WHAT THE TASK REQUIRES: Look below for the line that contains "Habitat-count request: mark the blue upper", then quote it and all the lines after it, exactly, with the pictures left out.

MATERIALS PROVIDED:
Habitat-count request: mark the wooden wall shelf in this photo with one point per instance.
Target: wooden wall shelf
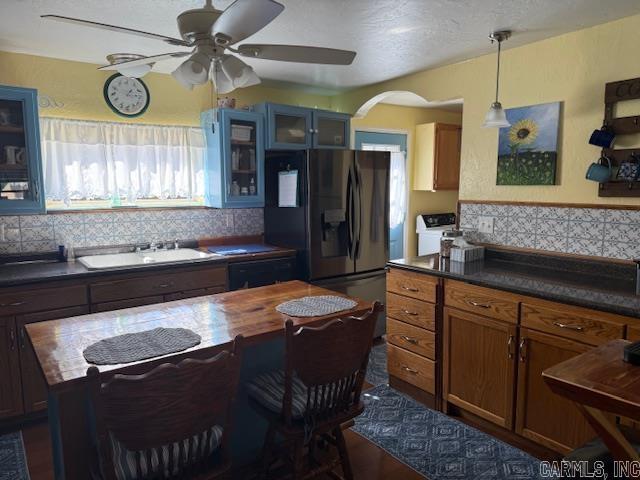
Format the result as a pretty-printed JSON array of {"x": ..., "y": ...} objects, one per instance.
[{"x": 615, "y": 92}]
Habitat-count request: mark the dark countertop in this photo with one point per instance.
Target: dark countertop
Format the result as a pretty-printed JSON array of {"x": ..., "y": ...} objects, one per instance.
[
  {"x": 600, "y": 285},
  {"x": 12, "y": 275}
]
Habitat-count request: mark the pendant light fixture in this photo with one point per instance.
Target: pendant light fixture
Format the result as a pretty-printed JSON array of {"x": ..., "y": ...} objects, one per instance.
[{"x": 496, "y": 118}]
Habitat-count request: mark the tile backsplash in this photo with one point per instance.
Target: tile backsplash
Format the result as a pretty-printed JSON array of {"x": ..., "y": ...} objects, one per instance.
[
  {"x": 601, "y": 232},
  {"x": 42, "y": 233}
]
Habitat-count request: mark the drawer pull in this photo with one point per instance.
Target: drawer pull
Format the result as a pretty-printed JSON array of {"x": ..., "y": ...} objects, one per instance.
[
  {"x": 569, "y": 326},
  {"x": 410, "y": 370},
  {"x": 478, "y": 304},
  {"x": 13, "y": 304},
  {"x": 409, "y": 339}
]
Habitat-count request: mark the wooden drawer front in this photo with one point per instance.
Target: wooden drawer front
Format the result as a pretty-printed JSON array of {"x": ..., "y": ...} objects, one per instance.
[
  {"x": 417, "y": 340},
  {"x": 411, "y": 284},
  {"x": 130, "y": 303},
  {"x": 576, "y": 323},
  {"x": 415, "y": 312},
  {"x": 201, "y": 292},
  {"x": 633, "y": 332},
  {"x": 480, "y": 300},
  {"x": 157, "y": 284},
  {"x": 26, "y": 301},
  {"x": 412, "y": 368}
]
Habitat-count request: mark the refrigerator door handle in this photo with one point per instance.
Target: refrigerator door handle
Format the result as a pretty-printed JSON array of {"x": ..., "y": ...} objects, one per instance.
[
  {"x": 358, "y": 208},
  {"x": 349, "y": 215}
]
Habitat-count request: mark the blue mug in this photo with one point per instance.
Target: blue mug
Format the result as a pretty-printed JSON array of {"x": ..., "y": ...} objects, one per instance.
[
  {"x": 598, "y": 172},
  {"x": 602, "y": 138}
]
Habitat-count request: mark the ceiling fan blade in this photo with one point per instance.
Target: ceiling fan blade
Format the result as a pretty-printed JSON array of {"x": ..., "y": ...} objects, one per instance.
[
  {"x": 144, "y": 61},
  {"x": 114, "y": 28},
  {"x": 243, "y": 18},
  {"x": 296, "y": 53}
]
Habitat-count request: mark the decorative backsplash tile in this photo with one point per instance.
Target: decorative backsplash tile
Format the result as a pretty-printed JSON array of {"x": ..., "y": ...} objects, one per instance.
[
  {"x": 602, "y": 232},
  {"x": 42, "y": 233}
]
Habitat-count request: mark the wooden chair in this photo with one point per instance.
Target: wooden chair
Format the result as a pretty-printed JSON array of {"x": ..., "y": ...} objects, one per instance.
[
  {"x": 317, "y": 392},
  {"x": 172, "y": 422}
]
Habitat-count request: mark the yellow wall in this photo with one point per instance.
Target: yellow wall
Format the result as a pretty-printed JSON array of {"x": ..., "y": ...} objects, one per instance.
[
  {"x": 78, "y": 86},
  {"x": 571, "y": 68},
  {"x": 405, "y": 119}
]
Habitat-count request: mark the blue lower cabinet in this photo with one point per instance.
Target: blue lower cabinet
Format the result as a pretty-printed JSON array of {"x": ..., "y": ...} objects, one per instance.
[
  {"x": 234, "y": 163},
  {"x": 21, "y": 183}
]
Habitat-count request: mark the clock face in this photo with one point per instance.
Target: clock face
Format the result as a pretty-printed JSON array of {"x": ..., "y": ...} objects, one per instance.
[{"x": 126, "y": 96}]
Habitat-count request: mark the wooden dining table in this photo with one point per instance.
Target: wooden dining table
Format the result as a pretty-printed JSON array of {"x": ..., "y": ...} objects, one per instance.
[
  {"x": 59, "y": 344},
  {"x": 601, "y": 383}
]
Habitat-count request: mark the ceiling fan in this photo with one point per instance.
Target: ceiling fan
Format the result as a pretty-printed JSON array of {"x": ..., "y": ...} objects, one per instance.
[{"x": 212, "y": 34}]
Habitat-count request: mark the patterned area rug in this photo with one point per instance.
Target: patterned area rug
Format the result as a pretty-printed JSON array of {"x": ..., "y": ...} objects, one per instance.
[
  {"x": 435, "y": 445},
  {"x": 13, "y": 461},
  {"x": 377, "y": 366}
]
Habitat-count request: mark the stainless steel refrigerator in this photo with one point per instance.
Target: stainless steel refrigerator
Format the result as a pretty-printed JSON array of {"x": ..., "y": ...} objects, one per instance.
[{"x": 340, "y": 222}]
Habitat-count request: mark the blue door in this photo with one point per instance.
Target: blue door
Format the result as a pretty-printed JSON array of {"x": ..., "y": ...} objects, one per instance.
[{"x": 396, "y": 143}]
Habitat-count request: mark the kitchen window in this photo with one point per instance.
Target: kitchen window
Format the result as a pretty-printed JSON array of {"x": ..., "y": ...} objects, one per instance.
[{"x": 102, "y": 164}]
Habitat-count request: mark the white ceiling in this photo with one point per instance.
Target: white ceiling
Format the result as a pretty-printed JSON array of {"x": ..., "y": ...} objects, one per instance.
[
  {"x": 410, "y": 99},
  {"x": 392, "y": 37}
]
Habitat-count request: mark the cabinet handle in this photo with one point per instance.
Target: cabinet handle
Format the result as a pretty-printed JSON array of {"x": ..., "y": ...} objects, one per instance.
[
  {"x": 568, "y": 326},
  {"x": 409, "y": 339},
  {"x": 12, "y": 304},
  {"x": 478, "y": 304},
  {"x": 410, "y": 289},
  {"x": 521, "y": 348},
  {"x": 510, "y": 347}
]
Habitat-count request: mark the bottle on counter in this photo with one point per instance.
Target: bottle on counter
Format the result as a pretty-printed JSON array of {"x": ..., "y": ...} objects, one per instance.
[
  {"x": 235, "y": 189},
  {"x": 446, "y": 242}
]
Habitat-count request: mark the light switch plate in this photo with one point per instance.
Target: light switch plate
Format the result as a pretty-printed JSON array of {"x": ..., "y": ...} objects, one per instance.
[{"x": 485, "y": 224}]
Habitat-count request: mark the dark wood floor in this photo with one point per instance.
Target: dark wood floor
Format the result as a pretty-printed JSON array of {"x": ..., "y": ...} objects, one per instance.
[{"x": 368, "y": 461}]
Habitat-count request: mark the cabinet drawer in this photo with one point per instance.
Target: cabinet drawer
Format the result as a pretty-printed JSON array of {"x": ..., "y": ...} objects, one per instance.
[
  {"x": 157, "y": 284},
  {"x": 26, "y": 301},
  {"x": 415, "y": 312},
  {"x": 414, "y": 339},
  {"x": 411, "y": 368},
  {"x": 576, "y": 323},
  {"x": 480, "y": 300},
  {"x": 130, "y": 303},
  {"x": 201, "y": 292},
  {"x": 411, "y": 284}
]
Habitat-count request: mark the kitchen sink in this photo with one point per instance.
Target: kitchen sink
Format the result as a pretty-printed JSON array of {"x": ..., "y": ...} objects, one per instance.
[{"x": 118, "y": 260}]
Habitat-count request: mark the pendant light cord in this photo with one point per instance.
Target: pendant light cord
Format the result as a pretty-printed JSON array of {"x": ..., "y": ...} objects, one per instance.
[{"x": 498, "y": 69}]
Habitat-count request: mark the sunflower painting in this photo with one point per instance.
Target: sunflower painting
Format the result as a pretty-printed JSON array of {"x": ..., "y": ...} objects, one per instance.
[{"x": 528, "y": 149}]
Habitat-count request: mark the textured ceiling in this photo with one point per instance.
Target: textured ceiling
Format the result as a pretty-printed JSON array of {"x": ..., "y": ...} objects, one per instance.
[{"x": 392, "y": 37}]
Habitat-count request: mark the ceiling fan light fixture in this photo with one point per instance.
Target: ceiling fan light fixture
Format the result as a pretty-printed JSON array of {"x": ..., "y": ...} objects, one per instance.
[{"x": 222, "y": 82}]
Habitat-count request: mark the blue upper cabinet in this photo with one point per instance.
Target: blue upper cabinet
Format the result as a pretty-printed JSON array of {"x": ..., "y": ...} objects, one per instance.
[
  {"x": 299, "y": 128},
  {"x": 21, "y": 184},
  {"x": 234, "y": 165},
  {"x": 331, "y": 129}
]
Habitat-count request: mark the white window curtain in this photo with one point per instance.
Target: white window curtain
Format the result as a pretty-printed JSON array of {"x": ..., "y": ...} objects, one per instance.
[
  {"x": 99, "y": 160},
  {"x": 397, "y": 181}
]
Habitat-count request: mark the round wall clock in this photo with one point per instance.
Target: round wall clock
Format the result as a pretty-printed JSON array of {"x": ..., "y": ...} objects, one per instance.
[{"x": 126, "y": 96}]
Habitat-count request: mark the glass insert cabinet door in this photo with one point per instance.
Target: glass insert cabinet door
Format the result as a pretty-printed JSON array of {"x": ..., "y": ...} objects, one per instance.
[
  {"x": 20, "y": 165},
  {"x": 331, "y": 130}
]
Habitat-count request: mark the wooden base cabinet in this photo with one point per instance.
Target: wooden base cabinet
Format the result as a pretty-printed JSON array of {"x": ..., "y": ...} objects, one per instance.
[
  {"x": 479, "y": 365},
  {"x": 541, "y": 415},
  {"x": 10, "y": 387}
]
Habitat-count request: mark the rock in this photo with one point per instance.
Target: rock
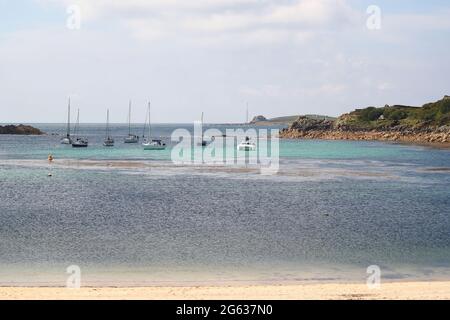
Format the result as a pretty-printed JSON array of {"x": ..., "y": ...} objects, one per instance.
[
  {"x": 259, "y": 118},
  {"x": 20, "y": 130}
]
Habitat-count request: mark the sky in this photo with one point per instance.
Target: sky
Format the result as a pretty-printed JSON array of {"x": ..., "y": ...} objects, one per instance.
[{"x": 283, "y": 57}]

WRITTEN REPLY:
Habitat-count request: mark the blue upper cabinet in this photo with one point per instance.
Target: blue upper cabinet
Format the result as a pretty-printed JSON array of {"x": ..., "y": ...} objects, one per instance.
[
  {"x": 299, "y": 128},
  {"x": 21, "y": 184},
  {"x": 234, "y": 165},
  {"x": 331, "y": 129}
]
Habitat-count request: mark the white window curtain in this photo with one point per instance.
Target: white window curtain
Format the result as a pretty-printed JSON array of {"x": ..., "y": ...} objects, one per instance.
[
  {"x": 99, "y": 160},
  {"x": 397, "y": 181}
]
Habitat-count request: mark the round wall clock in this photo with one point per instance.
Target: round wall clock
Format the result as a pretty-printed JSON array of {"x": ..., "y": ...} objects, one per instance.
[{"x": 126, "y": 96}]
Habitat-count request: mark the glass insert cabinet door in this photo with one point per instance.
Target: glass insert cabinet door
Format the result as a pretty-printed JSON array of {"x": ..., "y": ...} objects, one per instance.
[
  {"x": 20, "y": 165},
  {"x": 331, "y": 130}
]
Habitat-count request: mark the wooden base cabinet in this photo with one point per instance.
Target: wooden base cabinet
Format the result as a pretty-printed JSON array of {"x": ..., "y": ...} objects, one per instance.
[
  {"x": 479, "y": 365},
  {"x": 541, "y": 415},
  {"x": 10, "y": 387}
]
Habitat-count request: mark the rock in this photo with one point per instance.
Target: rock
Format the result as a pretty-printed JSON array of {"x": ..., "y": ...} objects, one per instance.
[
  {"x": 259, "y": 118},
  {"x": 20, "y": 130}
]
Habitat-count request: mark the sky in this photo with one point per instance.
Target: sky
Format the result as a pretty-printed JSON array of {"x": ..., "y": ...} objects, one per instance.
[{"x": 283, "y": 57}]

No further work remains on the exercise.